(Stated goal)
Reproduce every one of the rows below word for word, and leave the pictures out of your answer.

======== Records to process

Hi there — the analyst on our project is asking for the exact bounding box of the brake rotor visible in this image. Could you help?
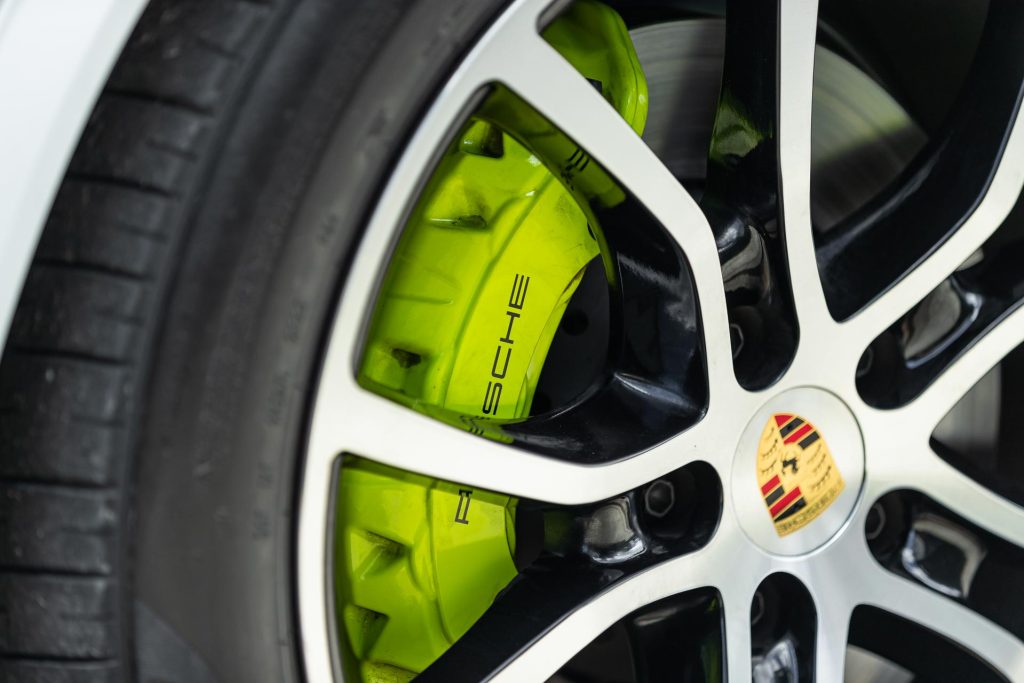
[335,7,997,681]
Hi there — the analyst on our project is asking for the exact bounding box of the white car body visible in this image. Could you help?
[0,0,146,347]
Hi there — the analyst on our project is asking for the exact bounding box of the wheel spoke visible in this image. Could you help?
[863,564,1024,681]
[835,3,1024,339]
[722,587,754,680]
[896,308,1024,434]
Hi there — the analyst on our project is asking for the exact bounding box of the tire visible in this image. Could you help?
[0,0,502,683]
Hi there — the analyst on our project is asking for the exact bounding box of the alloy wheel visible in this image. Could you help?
[298,0,1024,681]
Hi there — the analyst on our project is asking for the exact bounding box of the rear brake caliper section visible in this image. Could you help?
[336,1,647,681]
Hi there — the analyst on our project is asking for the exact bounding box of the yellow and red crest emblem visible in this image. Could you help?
[757,413,845,536]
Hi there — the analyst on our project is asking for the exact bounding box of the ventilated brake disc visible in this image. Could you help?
[335,2,970,682]
[336,2,647,681]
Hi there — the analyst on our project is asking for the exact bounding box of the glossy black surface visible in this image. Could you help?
[868,490,1024,638]
[700,0,799,389]
[558,589,725,683]
[460,87,708,463]
[932,346,1024,506]
[751,573,817,683]
[857,192,1024,408]
[850,605,1008,683]
[417,463,722,682]
[816,0,1024,319]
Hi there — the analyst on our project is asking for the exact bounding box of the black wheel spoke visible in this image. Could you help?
[817,0,1024,319]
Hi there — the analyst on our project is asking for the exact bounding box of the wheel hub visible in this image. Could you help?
[731,387,864,556]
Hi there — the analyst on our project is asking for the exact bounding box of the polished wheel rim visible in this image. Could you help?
[298,0,1024,681]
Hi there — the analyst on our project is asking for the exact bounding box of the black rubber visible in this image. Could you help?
[0,0,503,683]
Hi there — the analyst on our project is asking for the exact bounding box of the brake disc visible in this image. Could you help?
[335,7,997,681]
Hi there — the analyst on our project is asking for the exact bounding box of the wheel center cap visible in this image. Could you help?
[732,387,864,555]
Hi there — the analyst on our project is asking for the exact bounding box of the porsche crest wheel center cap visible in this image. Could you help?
[731,387,864,555]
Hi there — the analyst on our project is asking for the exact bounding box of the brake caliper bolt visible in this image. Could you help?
[857,346,874,377]
[643,479,676,519]
[864,503,886,541]
[729,323,744,359]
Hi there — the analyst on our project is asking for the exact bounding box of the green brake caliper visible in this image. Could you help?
[336,1,647,682]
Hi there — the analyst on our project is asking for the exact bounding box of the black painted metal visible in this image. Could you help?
[477,87,708,463]
[417,463,722,683]
[816,0,1024,319]
[868,490,1024,638]
[850,605,1008,683]
[857,192,1024,408]
[751,572,818,682]
[700,0,799,389]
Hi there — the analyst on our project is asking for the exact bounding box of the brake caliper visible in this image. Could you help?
[336,0,647,682]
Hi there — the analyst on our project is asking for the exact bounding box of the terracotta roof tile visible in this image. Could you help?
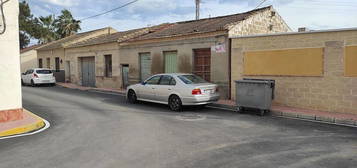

================

(Reply)
Hi there — the analyst on our project is asking for the exact bounding box of the brake rotor visible in this image. Could you help?
[335,7,997,681]
Hi there — the analyst on our project is asking for the exact bounding box of the white car body visible in this image. Could you help?
[0,0,146,347]
Hi there — the analyst on our project is asking for the exact bounding box of the wheel spoke visible in this image. Could you help?
[863,564,1024,681]
[835,3,1024,339]
[722,587,754,680]
[896,308,1024,434]
Hi there — the analyst on our project is asking for the exact bounding box of the tire visible in this image. Could you help?
[0,0,502,683]
Hi there — the analyst on our project is asking for the exact bounding box of the alloy wheel visible in this image. Could you help?
[298,0,1024,681]
Hi there — the analyst on our project is asking for the exact bounding box of the rear brake caliper section visible in this image. Could you help?
[336,1,647,681]
Hi there — the analyst on our project is asking for the exact bounding box of the yellow and red crest emblem visible in this image. Could you help?
[757,413,845,536]
Hi there — the analyst on our project is asking for the exact bounding box of the ventilated brake disc visible in this image. Could you help?
[335,2,970,682]
[336,2,647,681]
Hi there — the analyst on our project is asking for the exact bounding box of the glossy black surface visible in this image. Could you help?
[868,490,1024,638]
[700,0,799,389]
[558,589,725,683]
[460,87,708,463]
[932,346,1024,506]
[751,573,817,683]
[857,192,1024,408]
[850,605,1008,683]
[417,463,722,682]
[816,0,1024,319]
Hi there — the analyst on our project is asking for the exact bounding box of the black wheel spoke visible in this image. Could you help?
[817,0,1024,319]
Hi there — the analyst on our project is asking for the exact bounding box of the wheel hub visible in this image. Could you help?
[731,387,864,556]
Hi there — the analyst on our project is asking for the exact bounding box of the polished wheel rim visible in this image. Could you help?
[298,0,1024,681]
Hi there — the analyst on our project is asking for the exact bounding box of the black rubber visible in this image. Could you help?
[0,0,503,683]
Hi there — the analyst on our project is asking for the exact bounding box of the brake disc visible in this image. Could you help?
[335,7,997,681]
Hi there — the analyst on our project is asking for the exact bounding box of the wheel center cap visible in this image. Could you help?
[732,387,864,555]
Hi there — the analyst on our project is asking for the exact bounding box of the porsche crest wheel center cap visible in this image. Could you help?
[731,387,864,555]
Hi there — the analyst on our project is asking for the exact bounding box of the brake caliper bolt visible in this image. Could you help?
[857,346,874,377]
[643,479,676,519]
[864,503,886,541]
[729,323,744,359]
Hi there — the analyst on our project is asking for the exact bounding box of the green brake caliper visible in this image. Could you help?
[336,1,647,682]
Hi there — the analyst on our project is asking for the exact bounding box of the black painted metal visible in this image. Could you help?
[477,87,708,463]
[417,463,722,683]
[816,0,1024,319]
[868,490,1024,638]
[850,605,1008,683]
[857,192,1024,408]
[751,572,818,682]
[700,0,799,389]
Hi there — the analyst on our project is asking for the exact bounding box of the brake caliper visible in this image. Could you help?
[336,0,647,682]
Hi there — the analyst on our project is asking for the exact bounding box of the terracotta roof tile visible in this image. Could you help?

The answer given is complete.